» OBJECTIVE
Copy every one of the rows below word for word, leaving the pictures out of your reply.

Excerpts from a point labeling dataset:
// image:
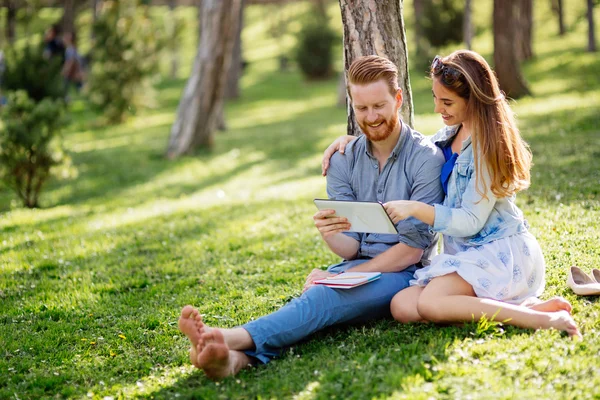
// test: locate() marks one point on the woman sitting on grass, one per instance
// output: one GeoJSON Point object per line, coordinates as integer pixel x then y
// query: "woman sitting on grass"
{"type": "Point", "coordinates": [491, 263]}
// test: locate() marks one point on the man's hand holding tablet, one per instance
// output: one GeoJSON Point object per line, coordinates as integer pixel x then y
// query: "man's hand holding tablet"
{"type": "Point", "coordinates": [354, 216]}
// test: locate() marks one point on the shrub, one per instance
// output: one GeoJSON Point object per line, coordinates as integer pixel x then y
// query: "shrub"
{"type": "Point", "coordinates": [27, 69]}
{"type": "Point", "coordinates": [125, 55]}
{"type": "Point", "coordinates": [315, 47]}
{"type": "Point", "coordinates": [30, 144]}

» EXERCISE OUTPUT
// image:
// test: locate() marks one point on the woman sitting on grass, one per instance
// output: one GeoJSON Point object per line, coordinates as integer pixel x then y
// query: "woman sitting on grass"
{"type": "Point", "coordinates": [491, 263]}
// test: locate() marks one point on the man's hand holding tablet, one per instance
// output: one GeoJSON Point object per line, coordinates as integer pixel x then y
// query: "man's hand holding tablet"
{"type": "Point", "coordinates": [354, 216]}
// test: locate() marks one point on the shrub, one per instance
// output: one GeoJSON Point object per line, coordinates as integer pixel x then y
// query: "shrub"
{"type": "Point", "coordinates": [27, 69]}
{"type": "Point", "coordinates": [125, 55]}
{"type": "Point", "coordinates": [315, 47]}
{"type": "Point", "coordinates": [30, 144]}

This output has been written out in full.